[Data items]

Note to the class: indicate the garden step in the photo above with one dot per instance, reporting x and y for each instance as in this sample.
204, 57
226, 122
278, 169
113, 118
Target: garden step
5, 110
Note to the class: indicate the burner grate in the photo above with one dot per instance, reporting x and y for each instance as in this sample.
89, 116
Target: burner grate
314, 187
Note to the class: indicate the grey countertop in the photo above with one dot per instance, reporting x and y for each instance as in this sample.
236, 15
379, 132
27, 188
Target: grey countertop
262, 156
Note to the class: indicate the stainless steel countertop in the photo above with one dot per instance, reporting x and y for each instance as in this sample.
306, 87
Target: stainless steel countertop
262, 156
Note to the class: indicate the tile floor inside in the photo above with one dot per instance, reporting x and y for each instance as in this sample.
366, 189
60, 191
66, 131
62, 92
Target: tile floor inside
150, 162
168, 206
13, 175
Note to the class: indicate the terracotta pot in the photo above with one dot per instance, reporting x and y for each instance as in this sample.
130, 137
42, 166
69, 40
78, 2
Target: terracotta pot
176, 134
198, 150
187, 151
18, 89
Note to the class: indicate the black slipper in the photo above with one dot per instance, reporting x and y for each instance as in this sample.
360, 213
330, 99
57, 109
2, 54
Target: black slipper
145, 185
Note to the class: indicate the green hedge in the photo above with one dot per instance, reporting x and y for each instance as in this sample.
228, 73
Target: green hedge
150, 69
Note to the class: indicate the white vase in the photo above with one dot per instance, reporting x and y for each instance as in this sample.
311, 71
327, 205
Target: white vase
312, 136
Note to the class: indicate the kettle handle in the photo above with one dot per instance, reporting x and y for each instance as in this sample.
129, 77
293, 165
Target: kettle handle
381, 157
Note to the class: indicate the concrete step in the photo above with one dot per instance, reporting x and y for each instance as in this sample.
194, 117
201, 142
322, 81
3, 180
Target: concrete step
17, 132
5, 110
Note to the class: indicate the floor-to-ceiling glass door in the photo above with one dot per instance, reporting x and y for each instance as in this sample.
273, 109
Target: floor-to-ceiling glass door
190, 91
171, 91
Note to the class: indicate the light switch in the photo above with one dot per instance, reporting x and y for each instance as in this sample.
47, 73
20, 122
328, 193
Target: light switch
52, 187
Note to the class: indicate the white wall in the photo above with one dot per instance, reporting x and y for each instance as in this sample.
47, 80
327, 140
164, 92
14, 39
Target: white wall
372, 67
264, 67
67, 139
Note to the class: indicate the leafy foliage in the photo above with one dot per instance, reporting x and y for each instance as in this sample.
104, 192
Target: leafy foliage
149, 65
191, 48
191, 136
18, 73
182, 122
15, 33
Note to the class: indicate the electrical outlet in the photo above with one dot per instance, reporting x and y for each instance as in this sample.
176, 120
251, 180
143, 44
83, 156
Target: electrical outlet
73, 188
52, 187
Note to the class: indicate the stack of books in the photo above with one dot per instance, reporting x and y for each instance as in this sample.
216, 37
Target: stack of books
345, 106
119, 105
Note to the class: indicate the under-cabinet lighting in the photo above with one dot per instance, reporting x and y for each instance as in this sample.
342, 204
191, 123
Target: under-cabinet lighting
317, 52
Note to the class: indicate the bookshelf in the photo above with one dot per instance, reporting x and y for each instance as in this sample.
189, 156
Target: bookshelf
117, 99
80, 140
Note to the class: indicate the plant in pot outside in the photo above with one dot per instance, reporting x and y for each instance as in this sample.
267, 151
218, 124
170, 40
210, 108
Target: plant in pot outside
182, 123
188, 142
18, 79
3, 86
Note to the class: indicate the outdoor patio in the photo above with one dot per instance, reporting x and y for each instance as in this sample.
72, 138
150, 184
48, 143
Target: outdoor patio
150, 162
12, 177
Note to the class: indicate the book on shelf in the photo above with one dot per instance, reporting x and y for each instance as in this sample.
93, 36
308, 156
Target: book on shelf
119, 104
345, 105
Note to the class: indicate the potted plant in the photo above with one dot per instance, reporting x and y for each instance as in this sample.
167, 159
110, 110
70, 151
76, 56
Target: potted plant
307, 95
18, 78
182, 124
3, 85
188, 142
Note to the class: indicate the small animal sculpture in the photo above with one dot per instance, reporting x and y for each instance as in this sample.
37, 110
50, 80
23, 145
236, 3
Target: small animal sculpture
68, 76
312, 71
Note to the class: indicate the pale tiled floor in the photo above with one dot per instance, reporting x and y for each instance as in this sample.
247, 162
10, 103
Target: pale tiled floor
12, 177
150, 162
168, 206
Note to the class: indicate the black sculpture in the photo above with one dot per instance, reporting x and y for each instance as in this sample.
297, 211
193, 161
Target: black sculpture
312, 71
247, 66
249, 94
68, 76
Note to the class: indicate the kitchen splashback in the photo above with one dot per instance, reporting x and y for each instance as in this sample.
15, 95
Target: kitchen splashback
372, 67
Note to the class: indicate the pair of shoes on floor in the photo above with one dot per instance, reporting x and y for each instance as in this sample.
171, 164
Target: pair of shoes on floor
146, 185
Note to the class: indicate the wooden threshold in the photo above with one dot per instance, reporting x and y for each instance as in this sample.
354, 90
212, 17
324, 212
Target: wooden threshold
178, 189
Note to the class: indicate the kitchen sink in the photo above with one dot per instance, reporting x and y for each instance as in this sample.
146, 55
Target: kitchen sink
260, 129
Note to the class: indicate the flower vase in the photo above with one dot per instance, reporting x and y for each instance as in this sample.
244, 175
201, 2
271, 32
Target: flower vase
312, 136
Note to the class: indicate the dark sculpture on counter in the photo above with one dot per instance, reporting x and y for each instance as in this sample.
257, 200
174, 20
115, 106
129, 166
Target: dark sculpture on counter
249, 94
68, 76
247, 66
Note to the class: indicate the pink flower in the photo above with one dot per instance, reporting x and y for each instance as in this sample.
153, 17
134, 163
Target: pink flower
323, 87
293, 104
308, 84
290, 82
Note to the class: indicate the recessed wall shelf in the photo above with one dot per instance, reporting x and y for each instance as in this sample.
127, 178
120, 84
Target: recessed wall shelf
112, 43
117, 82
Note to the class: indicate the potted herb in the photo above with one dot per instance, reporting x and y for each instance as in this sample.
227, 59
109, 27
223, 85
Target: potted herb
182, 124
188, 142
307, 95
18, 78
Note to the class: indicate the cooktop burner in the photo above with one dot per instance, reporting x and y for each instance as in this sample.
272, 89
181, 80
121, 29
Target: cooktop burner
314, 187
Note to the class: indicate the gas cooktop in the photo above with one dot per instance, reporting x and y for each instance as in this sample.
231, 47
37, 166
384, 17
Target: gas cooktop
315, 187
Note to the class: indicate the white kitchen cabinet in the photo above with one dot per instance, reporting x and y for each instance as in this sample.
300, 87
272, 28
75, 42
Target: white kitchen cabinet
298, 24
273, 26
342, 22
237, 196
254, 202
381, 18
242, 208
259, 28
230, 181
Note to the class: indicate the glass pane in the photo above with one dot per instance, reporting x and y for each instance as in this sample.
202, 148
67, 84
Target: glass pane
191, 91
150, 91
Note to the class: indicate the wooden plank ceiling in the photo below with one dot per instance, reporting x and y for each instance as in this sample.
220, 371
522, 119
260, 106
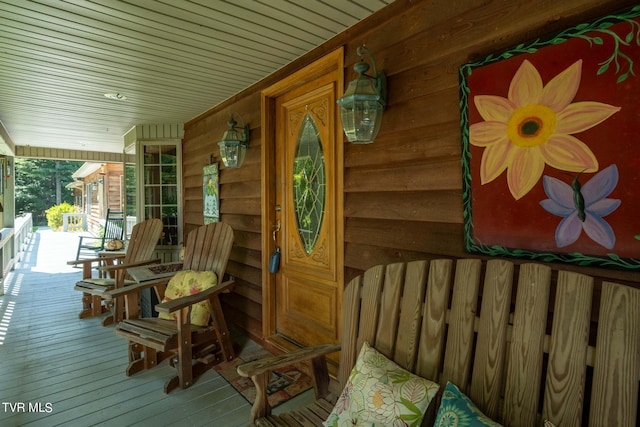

→ **Short problem**
Identify every line above that contains the string "cooktop", matching case exactly, and copy each of those lines.

→ **Written response**
Note to the class: indicate the cooktop burner in the photo above with one dot per instance, reporting x and y for each instance as in this sample.
Target: cooktop burner
Note to the class: indicate the gas cooktop in the photo above with one dot per instance, reporting x and y for each instance as in this sample.
Target: gas cooktop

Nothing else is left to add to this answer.